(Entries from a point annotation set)
______

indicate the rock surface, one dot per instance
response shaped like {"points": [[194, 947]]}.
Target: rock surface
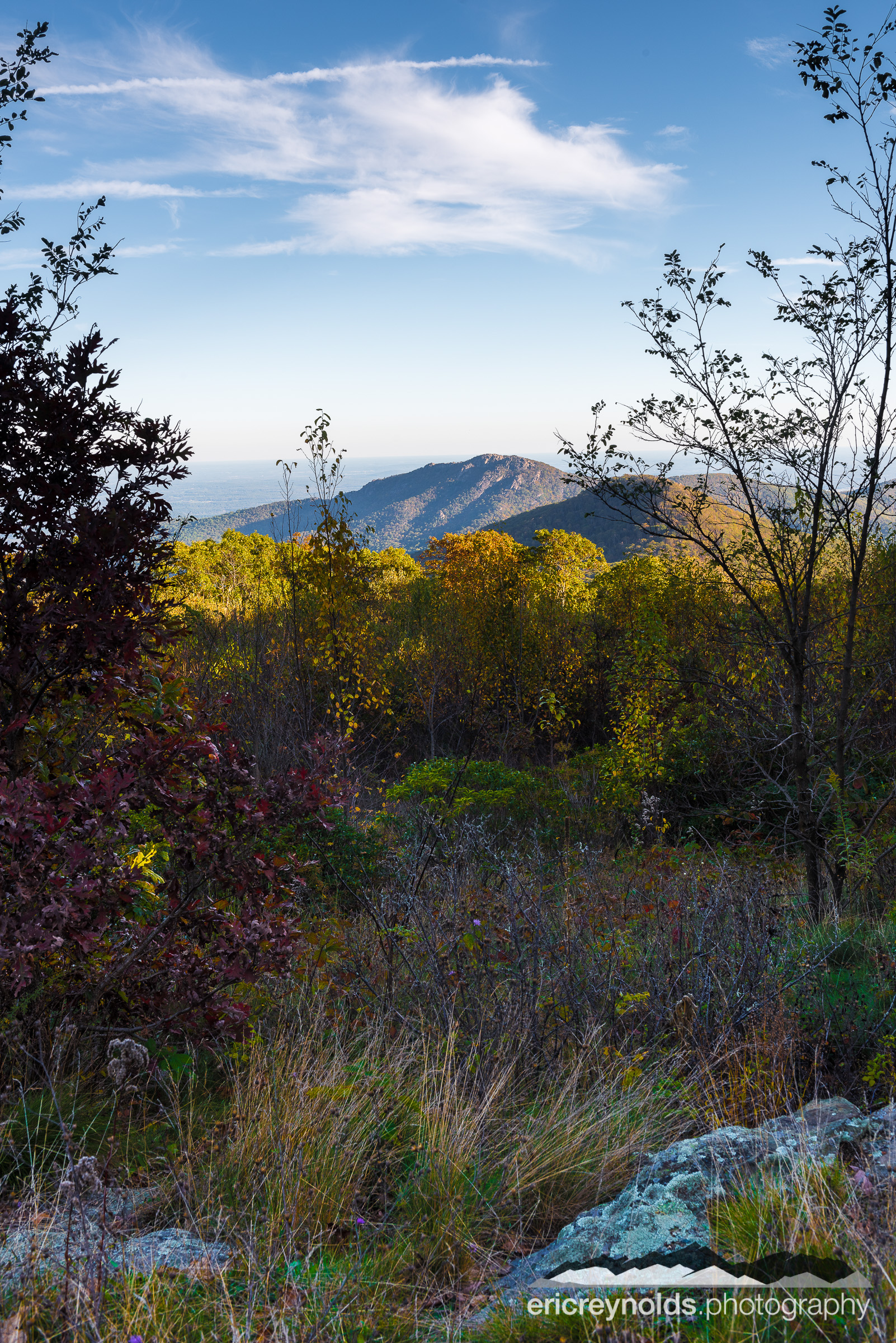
{"points": [[663, 1209], [43, 1244]]}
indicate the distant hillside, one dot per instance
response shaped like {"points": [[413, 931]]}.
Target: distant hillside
{"points": [[616, 536], [408, 509], [605, 528]]}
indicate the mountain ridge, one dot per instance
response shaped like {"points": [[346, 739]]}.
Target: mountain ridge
{"points": [[409, 508]]}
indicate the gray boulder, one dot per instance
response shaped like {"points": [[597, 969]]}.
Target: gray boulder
{"points": [[664, 1208]]}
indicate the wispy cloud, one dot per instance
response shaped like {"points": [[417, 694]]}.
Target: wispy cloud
{"points": [[388, 156], [319, 74], [83, 189], [769, 51], [149, 250], [801, 261]]}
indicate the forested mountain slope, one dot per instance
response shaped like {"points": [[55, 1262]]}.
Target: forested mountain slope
{"points": [[411, 508]]}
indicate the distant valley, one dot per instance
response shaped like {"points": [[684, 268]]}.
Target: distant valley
{"points": [[408, 509], [511, 495]]}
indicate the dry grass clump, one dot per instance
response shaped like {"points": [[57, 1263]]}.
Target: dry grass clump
{"points": [[336, 1142]]}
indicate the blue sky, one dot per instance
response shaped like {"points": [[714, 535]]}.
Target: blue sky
{"points": [[338, 206]]}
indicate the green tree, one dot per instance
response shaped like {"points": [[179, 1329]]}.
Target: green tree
{"points": [[800, 454]]}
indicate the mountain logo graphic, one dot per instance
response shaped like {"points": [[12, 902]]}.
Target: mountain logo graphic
{"points": [[696, 1267]]}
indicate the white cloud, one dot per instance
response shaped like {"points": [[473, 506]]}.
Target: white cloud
{"points": [[82, 189], [388, 156], [149, 250], [769, 51]]}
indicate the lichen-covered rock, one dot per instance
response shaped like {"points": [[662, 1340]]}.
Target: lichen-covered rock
{"points": [[664, 1208]]}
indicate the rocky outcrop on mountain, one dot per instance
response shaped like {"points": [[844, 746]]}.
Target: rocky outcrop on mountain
{"points": [[663, 1209], [411, 508]]}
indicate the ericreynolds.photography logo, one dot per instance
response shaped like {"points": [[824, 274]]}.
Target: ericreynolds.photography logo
{"points": [[812, 1287]]}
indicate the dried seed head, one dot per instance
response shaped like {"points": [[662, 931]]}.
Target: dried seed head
{"points": [[86, 1178], [126, 1060]]}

______

WHAT IS EXPECTED - Reproduce every row above word for word, leaving out the picture.

FINISHED EXERCISE -
indicate the rock surface, one dot per instance
response shaped like {"points": [[194, 947]]}.
Target: rock surface
{"points": [[663, 1209], [43, 1244]]}
indicate the distant hillside, one dot per instance
response shaped like {"points": [[413, 931]]}.
Target: distant hillside
{"points": [[616, 536], [408, 509], [605, 528]]}
indicate the mountain ridge, one dot per instance
response shaped like {"points": [[346, 739]]}.
Target: mountain ridge
{"points": [[409, 508]]}
indicate the gray boulder, one dot per instance
response shaped like {"points": [[597, 969]]}.
Target: gray boulder
{"points": [[664, 1208]]}
indicate the wispy cloud, one dot per instance
response shaped like {"points": [[417, 694]]}.
Target: wispy cloud
{"points": [[388, 156], [319, 74], [83, 189], [769, 51], [149, 250], [801, 261]]}
indicate the forested mountain slope, one dot per instance
response shaped like {"points": [[55, 1262]]}.
Target: forested mountain slope
{"points": [[411, 508]]}
indicate the distant valley, one dot per instance
response shaped like {"points": [[684, 268]]}.
Target: distant valley
{"points": [[408, 509], [511, 495]]}
indicate the dry grass clump, one dot per instance
response shaped like {"points": [[57, 1263]]}.
Target: dry grass clump
{"points": [[336, 1142]]}
indicate the blue sky, one dot per instance
response shaped like {"points": [[714, 535]]}.
Target: blue sky
{"points": [[338, 206]]}
indicate the green tree, one dot per instance
response shaped like {"points": [[179, 1329]]}.
Target: green tree
{"points": [[800, 454]]}
indicate the mountain logo graphic, one dot per instance
response shaped like {"points": [[12, 902]]}.
Target: mountain logo graphic
{"points": [[696, 1267]]}
indicate the white cloud, one dot per instance
response shaped like {"points": [[473, 506]]}.
Target: white cloud
{"points": [[82, 189], [388, 156], [149, 250], [769, 51]]}
indicate the lichen-covered rock, one dot per instance
response shaped like {"points": [[662, 1340]]}.
Target: lichen-covered rock
{"points": [[664, 1208]]}
indicate the rocky outcrop on mountain, one dot per instance
response shaped like {"points": [[844, 746]]}.
Target: rocky outcrop on mountain
{"points": [[663, 1209], [411, 508]]}
indicate the ericreynolds.photography logo, one dot per instance
response shaped like {"points": [[824, 274]]}.
Target: ericreynolds.photography logo
{"points": [[812, 1287]]}
indicate the dried seed head, one dot per instance
response shaped like {"points": [[662, 931]]}.
Target: dried seed head
{"points": [[86, 1178], [126, 1060]]}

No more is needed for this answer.